# PROMPT
Provide the number of lines below that include "curling", without any other words.

(Referring expression data)
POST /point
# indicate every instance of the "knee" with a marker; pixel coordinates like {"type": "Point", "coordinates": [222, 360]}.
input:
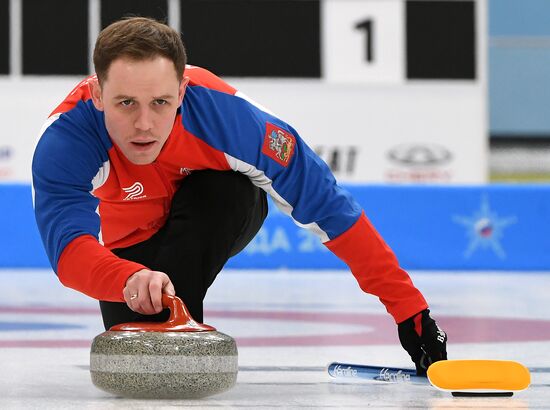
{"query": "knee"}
{"type": "Point", "coordinates": [220, 193]}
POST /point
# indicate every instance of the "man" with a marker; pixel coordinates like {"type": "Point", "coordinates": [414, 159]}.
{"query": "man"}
{"type": "Point", "coordinates": [152, 174]}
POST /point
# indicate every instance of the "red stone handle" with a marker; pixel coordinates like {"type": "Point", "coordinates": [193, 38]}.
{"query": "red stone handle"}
{"type": "Point", "coordinates": [180, 320]}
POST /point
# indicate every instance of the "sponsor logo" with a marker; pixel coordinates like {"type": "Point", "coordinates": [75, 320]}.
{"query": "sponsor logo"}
{"type": "Point", "coordinates": [342, 371]}
{"type": "Point", "coordinates": [278, 144]}
{"type": "Point", "coordinates": [134, 191]}
{"type": "Point", "coordinates": [419, 162]}
{"type": "Point", "coordinates": [440, 334]}
{"type": "Point", "coordinates": [5, 153]}
{"type": "Point", "coordinates": [391, 376]}
{"type": "Point", "coordinates": [484, 229]}
{"type": "Point", "coordinates": [420, 155]}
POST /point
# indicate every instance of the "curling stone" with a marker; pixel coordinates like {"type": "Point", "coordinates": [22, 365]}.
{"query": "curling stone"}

# SOLVED EXERCISE
2